━━━━━ SUPPLIED PASSAGE ━━━━━

Firstly your belief that wealth is a zero-sum game - that the enrichment of one is to that extent the impoverishment of another - is flatly incorrect. A moment's reflection will show that, if this assumption were true, mankind could never have progressed beyond the standard of living of our distant ancestors, since one person's gain would have been another person's loss.

You have made no attempt to justify your assumption, which you don't even articulate or identify. You don't even seem to be aware that you are making it. This failure completely invalidates your entire argument.

For your information, if the incomes and wealth of the people of the world were equal, the result would be the death by starvation of thousands of millions of people in short order.

You have only displayed complete ignorance of the economics of what you are talking about, which in an essay on political economy, is inexcusable.

Secondly, by the same token, you make no attempt to identify, explain or justify your assumptions in favour of the State as some kind of wealth-creating or wealth-optimising device.

━━━━━

Decide whether each statement below agrees with the critique of the zero-sum view of wealth above, answering yes or no and quoting the deciding words from the critique. 1. The critique says the essay clearly states its assumption that wealth is a zero-sum game. 2. The critique claims that equal incomes and wealth across the world would cause mass starvation. 3. The critique says the essay gives no justification for treating the State as a wealth-creating device.

━━━━━ RECORD EXCERPTS ━━━━━

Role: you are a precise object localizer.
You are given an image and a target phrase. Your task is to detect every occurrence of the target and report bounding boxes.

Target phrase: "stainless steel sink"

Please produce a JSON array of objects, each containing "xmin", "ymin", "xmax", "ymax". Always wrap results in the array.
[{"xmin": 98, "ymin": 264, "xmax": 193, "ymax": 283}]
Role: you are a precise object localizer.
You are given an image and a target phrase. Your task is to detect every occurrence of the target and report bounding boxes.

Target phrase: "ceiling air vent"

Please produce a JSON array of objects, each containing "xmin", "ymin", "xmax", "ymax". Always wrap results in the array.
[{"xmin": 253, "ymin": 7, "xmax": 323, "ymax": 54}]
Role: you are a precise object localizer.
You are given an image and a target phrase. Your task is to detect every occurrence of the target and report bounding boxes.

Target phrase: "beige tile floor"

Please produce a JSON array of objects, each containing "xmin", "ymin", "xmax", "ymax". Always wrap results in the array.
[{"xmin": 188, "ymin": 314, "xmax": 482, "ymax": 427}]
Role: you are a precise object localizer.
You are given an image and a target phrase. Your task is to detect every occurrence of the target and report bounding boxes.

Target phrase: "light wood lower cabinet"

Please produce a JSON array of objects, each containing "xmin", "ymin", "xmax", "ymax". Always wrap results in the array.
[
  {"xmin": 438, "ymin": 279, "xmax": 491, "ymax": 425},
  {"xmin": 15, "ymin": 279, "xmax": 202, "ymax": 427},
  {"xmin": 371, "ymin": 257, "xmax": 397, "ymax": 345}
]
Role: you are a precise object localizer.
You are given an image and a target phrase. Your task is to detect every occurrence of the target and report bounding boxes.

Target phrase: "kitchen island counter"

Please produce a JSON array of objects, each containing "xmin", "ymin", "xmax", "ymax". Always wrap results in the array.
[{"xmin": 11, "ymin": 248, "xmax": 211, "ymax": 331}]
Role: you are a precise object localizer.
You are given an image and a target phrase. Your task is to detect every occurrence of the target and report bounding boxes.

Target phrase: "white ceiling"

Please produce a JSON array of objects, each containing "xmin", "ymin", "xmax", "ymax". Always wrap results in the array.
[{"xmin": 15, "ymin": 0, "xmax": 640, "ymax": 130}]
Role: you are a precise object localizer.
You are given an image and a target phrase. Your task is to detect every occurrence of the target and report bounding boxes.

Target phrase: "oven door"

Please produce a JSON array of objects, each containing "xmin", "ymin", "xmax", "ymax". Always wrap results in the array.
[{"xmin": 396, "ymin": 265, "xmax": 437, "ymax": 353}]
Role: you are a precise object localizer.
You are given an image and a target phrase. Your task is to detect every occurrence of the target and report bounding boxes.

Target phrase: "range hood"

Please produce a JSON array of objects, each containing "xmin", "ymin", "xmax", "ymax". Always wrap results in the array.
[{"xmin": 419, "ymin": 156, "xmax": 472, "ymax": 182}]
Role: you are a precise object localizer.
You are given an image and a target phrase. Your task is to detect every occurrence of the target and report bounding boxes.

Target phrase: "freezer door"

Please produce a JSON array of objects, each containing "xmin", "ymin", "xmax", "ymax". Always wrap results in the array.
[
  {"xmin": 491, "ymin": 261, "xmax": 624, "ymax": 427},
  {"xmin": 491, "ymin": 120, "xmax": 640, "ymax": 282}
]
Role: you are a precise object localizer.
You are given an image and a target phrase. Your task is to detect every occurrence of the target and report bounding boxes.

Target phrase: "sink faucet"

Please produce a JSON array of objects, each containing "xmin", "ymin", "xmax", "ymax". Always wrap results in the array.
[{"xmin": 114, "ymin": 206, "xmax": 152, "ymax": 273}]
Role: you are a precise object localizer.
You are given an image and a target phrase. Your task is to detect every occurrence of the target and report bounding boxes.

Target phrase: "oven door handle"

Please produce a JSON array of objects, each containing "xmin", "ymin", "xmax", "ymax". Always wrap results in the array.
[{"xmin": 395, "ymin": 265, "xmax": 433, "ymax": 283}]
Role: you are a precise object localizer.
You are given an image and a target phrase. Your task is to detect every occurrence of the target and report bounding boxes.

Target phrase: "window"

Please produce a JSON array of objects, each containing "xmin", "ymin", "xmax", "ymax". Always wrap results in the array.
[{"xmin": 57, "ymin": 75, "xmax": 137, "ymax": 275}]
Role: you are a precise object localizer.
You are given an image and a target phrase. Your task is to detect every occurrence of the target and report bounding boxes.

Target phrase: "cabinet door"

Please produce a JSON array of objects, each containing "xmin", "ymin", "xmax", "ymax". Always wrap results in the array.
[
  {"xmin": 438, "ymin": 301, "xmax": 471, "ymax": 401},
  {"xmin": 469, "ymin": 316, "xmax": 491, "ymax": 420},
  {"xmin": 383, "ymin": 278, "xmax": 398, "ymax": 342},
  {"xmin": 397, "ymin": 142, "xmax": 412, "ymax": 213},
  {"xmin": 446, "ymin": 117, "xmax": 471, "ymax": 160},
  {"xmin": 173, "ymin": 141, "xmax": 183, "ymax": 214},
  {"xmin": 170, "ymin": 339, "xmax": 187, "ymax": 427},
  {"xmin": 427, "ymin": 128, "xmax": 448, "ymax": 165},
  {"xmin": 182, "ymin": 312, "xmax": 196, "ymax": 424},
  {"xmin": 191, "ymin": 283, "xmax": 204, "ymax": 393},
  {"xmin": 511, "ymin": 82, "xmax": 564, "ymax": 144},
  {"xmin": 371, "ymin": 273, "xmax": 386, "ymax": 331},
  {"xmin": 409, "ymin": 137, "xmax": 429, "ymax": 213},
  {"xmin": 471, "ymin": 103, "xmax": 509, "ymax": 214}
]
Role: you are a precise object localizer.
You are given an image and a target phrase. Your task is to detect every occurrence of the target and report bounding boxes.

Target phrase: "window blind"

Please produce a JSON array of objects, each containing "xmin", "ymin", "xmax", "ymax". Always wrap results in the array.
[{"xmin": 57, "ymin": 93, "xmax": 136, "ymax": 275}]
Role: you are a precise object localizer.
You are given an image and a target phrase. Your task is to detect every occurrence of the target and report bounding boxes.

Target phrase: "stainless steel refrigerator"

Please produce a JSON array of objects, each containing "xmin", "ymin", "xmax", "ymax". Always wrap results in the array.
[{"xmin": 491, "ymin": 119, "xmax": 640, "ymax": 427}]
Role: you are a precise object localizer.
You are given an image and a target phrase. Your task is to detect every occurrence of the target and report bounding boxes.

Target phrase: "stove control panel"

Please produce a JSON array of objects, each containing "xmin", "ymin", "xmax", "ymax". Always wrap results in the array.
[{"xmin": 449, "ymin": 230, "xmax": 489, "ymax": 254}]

━━━━━

FULL OUTPUT –
1. No: "which you don't even articulate or identify."
2. Yes: "the result would be the death by starvation of thousands of millions of people in short order."
3. Yes: "you make no attempt to identify, explain or justify your assumptions in favour of the State as some kind of wealth-creating or wealth-optimising device."